Exercise description>
Format every line of the listing below as a JSON list of strings, one string per line, skipping any blank lines.

--- Entries provided ---

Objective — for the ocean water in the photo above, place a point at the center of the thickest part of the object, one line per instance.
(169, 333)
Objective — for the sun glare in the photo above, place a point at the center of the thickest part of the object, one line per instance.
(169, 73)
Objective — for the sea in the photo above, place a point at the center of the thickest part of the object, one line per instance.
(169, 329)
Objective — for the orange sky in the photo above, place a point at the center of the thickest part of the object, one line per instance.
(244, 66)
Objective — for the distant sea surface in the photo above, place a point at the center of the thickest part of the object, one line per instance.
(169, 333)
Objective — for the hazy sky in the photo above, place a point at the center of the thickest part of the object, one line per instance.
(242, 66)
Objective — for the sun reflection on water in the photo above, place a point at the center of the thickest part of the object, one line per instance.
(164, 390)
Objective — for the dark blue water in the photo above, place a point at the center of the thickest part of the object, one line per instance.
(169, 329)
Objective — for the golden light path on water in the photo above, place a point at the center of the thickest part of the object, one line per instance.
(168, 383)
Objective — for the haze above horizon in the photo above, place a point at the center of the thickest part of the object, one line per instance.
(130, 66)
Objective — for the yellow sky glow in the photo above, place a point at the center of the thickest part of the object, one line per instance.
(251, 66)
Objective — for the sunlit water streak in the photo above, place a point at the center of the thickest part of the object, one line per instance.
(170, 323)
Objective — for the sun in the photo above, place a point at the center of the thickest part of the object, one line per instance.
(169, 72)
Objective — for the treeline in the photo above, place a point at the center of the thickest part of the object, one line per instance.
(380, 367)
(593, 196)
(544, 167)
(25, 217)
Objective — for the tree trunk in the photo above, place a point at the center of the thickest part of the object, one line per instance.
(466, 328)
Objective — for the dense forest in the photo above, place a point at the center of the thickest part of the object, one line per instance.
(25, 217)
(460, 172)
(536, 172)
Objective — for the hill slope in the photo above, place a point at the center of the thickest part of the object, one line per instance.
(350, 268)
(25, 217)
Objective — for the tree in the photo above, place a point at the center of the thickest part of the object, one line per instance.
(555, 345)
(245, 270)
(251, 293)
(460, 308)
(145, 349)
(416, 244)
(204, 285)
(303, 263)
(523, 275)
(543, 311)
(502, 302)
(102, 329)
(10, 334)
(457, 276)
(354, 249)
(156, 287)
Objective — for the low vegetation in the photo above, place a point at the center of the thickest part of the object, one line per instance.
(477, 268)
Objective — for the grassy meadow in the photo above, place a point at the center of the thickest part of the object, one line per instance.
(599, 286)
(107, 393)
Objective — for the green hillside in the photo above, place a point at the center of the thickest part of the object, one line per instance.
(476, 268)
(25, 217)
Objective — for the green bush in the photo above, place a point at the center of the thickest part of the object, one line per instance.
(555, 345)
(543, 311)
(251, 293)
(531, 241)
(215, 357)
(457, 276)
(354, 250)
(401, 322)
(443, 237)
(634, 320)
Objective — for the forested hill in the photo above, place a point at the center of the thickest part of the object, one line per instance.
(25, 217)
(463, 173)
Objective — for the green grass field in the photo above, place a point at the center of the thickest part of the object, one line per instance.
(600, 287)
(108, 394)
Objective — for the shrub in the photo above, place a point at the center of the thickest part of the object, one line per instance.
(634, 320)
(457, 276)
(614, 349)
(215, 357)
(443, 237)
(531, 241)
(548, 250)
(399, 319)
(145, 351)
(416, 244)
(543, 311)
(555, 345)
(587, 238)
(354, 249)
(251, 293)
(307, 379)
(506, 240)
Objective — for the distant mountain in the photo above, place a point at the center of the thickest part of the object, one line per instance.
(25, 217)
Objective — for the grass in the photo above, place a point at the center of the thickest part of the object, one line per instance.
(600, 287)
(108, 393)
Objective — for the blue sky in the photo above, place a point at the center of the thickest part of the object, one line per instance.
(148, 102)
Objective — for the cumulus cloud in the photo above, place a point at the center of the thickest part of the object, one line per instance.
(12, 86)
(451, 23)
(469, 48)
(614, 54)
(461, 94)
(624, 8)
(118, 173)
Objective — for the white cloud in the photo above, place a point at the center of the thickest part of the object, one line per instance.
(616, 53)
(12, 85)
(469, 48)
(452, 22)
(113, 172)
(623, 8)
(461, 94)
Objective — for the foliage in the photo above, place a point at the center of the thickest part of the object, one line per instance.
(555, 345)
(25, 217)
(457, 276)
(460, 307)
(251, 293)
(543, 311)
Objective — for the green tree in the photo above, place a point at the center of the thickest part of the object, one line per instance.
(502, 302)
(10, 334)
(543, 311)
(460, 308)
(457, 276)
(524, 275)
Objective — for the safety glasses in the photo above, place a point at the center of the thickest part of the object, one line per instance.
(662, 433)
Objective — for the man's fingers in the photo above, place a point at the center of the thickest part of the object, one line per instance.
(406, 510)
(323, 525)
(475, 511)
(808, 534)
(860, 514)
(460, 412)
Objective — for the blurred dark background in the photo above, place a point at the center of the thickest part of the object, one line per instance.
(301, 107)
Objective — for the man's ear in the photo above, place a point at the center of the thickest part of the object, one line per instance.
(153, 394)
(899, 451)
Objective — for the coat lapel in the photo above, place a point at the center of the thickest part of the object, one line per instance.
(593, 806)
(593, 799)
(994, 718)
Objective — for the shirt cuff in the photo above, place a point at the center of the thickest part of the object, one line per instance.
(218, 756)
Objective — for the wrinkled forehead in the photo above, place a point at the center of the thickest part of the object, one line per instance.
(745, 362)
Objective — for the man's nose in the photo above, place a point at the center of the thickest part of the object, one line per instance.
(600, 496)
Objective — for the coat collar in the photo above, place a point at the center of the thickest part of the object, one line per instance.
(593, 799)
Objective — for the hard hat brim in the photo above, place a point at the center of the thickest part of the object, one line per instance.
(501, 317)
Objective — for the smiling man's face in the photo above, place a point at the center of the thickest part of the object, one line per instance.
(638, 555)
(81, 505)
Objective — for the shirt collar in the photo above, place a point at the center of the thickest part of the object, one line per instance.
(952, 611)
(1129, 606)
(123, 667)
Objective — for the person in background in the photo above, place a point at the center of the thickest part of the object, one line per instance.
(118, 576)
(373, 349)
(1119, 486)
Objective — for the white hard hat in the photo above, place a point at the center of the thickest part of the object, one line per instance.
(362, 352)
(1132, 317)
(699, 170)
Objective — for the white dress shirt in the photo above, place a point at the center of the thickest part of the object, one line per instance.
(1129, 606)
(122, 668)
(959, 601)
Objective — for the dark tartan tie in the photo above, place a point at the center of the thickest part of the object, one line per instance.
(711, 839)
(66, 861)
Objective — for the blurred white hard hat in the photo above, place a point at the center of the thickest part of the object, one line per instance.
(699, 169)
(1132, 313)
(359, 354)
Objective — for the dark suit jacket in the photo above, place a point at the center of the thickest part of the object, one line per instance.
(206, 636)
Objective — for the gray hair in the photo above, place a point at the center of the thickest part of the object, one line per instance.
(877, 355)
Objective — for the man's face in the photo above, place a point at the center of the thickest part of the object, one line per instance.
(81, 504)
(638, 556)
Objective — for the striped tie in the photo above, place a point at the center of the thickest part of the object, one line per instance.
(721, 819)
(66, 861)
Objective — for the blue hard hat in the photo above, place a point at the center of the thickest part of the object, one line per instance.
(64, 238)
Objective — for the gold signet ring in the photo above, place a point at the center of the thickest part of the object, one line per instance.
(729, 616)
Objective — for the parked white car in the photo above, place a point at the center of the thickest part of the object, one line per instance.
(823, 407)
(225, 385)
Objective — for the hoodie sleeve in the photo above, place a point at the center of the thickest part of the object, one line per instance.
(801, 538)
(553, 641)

---

Task answer>
[
  "Objective — for the ocean water in the photo above, place a point at the center of the thickest part of the object, one line per instance.",
  "(169, 333)",
  "Objective — for the sun glare in the photo above, place a point at the center of the thickest part of the object, one line per instance.",
  "(169, 73)",
  "Objective — for the sea in the photo above, place a point at the center of the thickest part of the object, one line per instance.",
  "(169, 329)",
  "Objective — for the orange sky in the photo above, place a point at the center of the thickest part of the object, one line per instance.",
  "(244, 66)",
  "Objective — for the distant sea surface in the photo above, place a point at the center of the thickest part of the object, one line per instance.",
  "(169, 333)",
  "Objective — for the hazy sky in the photo above, place a point at the center of the thickest part of the object, one line per instance.",
  "(242, 66)",
  "Objective — for the sun reflection on water in the photo above, place a point at the center of the thickest part of the object, one line per instance.",
  "(164, 390)",
  "Objective — for the dark blue water in the photo above, place a point at the center of the thickest part of the object, one line per instance.",
  "(169, 329)",
  "Objective — for the golden light path on water in the photo above, place a point at the center of the thickest part of the object, one line per instance.",
  "(168, 383)",
  "Objective — for the haze above horizon in the photo above, place a point at the center of the thickest part of the object, one line per instance.",
  "(130, 66)",
  "Objective — for the yellow sky glow in the photo above, place a point at the center of the thickest part of the object, one line per instance.",
  "(251, 66)",
  "Objective — for the sunlit water streak in the photo above, place a point at the center of the thickest part of the object, one line per instance.",
  "(170, 323)",
  "Objective — for the sun in the photo above, place a point at the center of the thickest part of the object, one line per instance.",
  "(169, 72)",
  "Objective — for the treeline in the photo above, place a point at the center of the thickest part of the object, one line per instance.",
  "(380, 367)",
  "(593, 196)",
  "(544, 167)",
  "(25, 217)",
  "Objective — for the tree trunk in the photo above, place a point at the center of the thickest part of the object, one line per instance.",
  "(466, 328)",
  "Objective — for the dense forest in the photo above, place a point at the center of the thickest part of the object, one line per instance.",
  "(25, 217)",
  "(460, 172)",
  "(536, 172)",
  "Objective — for the hill slope in the photo above, place a point at the center of the thickest part of the object, one line per instance.",
  "(350, 268)",
  "(25, 217)",
  "Objective — for the tree in the photo above, place a point at the center of the thickest part of the object, one line per instance.",
  "(555, 345)",
  "(245, 270)",
  "(251, 293)",
  "(460, 308)",
  "(145, 349)",
  "(416, 244)",
  "(204, 285)",
  "(303, 263)",
  "(523, 275)",
  "(543, 311)",
  "(502, 302)",
  "(102, 329)",
  "(10, 334)",
  "(457, 276)",
  "(354, 249)",
  "(156, 287)",
  "Objective — for the low vegetation in the photo above, place a point at the center of the thickest part of the object, one line per instance.",
  "(477, 268)",
  "Objective — for the grassy meadow in the photo above, place a point at the center of the thickest part of the object, one line per instance.",
  "(599, 286)",
  "(107, 393)",
  "Objective — for the green hillside in the photo above, place a point at the center of the thickest part of the object, one line per instance.",
  "(476, 268)",
  "(25, 217)",
  "Objective — for the green bush in the photo above, place a point at the center of the thickest part of the object, one line per instance.",
  "(555, 345)",
  "(543, 311)",
  "(251, 293)",
  "(531, 241)",
  "(215, 357)",
  "(457, 276)",
  "(354, 250)",
  "(401, 322)",
  "(443, 237)",
  "(634, 320)",
  "Objective — for the forested hill in the photo above, place a point at the center of the thickest part of the object, one line per instance.",
  "(25, 217)",
  "(463, 173)",
  "Objective — for the green grass field in the photo above, place a point at the center of the thickest part of the object, one line per instance.",
  "(600, 287)",
  "(108, 394)",
  "Objective — for the shrub in the photo above, place a point at the center of the thickest part of the object, one line per instance.",
  "(634, 320)",
  "(457, 276)",
  "(614, 349)",
  "(215, 357)",
  "(443, 237)",
  "(531, 241)",
  "(548, 250)",
  "(399, 319)",
  "(145, 351)",
  "(416, 244)",
  "(543, 311)",
  "(555, 345)",
  "(587, 238)",
  "(354, 249)",
  "(251, 293)",
  "(307, 379)",
  "(506, 240)",
  "Objective — for the distant mountain in the photo above, place a point at the center of the thickest part of the object, one line per instance.",
  "(25, 217)",
  "Objective — for the grass in the photo above, place a point at the center of the thickest part of the object, one line per instance.",
  "(600, 287)",
  "(108, 393)",
  "Objective — for the blue sky in the photo above, place a point at the center of the thickest part of the object, one line per instance.",
  "(148, 102)",
  "Objective — for the cumulus cloud in the photo above, place a point at the center of the thickest part of the object, one line per instance.",
  "(12, 86)",
  "(451, 23)",
  "(469, 48)",
  "(614, 54)",
  "(461, 94)",
  "(624, 8)",
  "(118, 173)",
  "Objective — for the white cloud in the photo above, place a point at the center of the thickest part of the object, one line per instance.",
  "(616, 53)",
  "(12, 85)",
  "(469, 48)",
  "(452, 22)",
  "(113, 172)",
  "(623, 8)",
  "(461, 94)",
  "Objective — for the foliage in the photo above, place a point at the center of the thickest part of the object, one line per instance.",
  "(555, 345)",
  "(25, 217)",
  "(457, 276)",
  "(460, 307)",
  "(251, 293)",
  "(543, 311)",
  "Objective — for the green tree in the photo above, place a point at the center of the thickest part of the object, one line per instance.",
  "(502, 302)",
  "(10, 334)",
  "(543, 311)",
  "(460, 308)",
  "(457, 276)",
  "(524, 275)",
  "Objective — for the safety glasses in the photo above, place a point at the center of the thickest part of the object, one line per instance.",
  "(662, 433)",
  "Objective — for the man's fingers in the photo above, place a point at the center of the thickest part of the object, one line per instance.",
  "(406, 510)",
  "(323, 525)",
  "(475, 511)",
  "(808, 534)",
  "(860, 514)",
  "(460, 412)",
  "Objective — for the blurred dark background in the photo above, place a point at the center of the thickest part of the object, one line per instance.",
  "(301, 107)",
  "Objective — for the man's ear in the photo above, place a point at the center of the thickest part of the object, one line per instance.",
  "(153, 394)",
  "(899, 451)",
  "Objective — for the coat lapel in the photo above, place a point at the center of the thickest part of the object, one line per instance.",
  "(593, 806)",
  "(593, 799)",
  "(994, 718)",
  "Objective — for the shirt cuff in the photo above, place a point at the center of the thickest part of the object, one line per instance.",
  "(218, 756)",
  "Objective — for the wrinkled forehead in the photo above, place a point at the center of the thickest part of the object, one line per instance.",
  "(745, 362)",
  "Objective — for the man's nose in the photo above, place a point at the center of the thickest part of the object, one line per instance.",
  "(600, 496)",
  "Objective — for the coat collar in the photo above, place a point at the center of the thickest part of the object, one line per instance.",
  "(593, 799)",
  "Objective — for the hard hat brim in the photo above, place a point at the center of the thickest part of the object, one line per instance.",
  "(501, 317)",
  "Objective — for the smiling man's face in the photo above, place a point at the center of the thickest part of the object, one line per instance.",
  "(638, 555)",
  "(81, 505)",
  "Objective — for the shirt collar in the photo above, place a point at the center of the thickest part of the object, one line per instance.",
  "(952, 611)",
  "(1129, 606)",
  "(123, 667)",
  "Objective — for the person in background in the photo above, place a point at the center of the thickest part of the object, one line per instance.",
  "(118, 576)",
  "(373, 349)",
  "(1119, 486)",
  "Objective — for the white hard hat in the photo above, place a point at the center of the thickest part of the object, one line per instance.",
  "(362, 352)",
  "(1132, 317)",
  "(699, 170)",
  "Objective — for the white dress shirt in the photo above, place a point at the center of the thickest part of the object, one line per instance.",
  "(1129, 606)",
  "(122, 668)",
  "(959, 601)",
  "Objective — for the dark tartan tie in the photo above, place a point at the center of the thickest part of the object, one line per instance.",
  "(711, 839)",
  "(66, 861)",
  "Objective — for the blurred white hard hat in the photo above, place a point at the center of the thickest part of the object, one line per instance.",
  "(699, 169)",
  "(1132, 313)",
  "(359, 354)",
  "Objective — for the dark suit jacket in the photo above, place a point at the center of the thickest part of the object, one line per instance.",
  "(206, 636)",
  "Objective — for the gray hair in the photo above, place a point at the center of the thickest part of the object, one line per instance.",
  "(877, 355)",
  "Objective — for the man's face in the photo above, place a point at the center of the thickest part of the object, one line per instance.",
  "(81, 504)",
  "(638, 556)",
  "Objective — for the striped tie in the photo above, place a point at the center of the thickest part of the object, one line per instance.",
  "(721, 819)",
  "(66, 861)",
  "Objective — for the blue hard hat in the photo above, place a point at the center of the thickest part of the object, one line per instance.",
  "(64, 238)",
  "Objective — for the gold signet ring in the photo above, place a point at the center of the thickest part of the object, one line per instance.",
  "(729, 616)",
  "Objective — for the parked white car in the photo above, place a point at the center of the thickest part of the object, one line per instance.",
  "(823, 407)",
  "(225, 385)",
  "Objective — for the hoodie sleeve in the photo above, place a point at the center of the thickest part of the object, one line per instance.",
  "(801, 538)",
  "(553, 641)"
]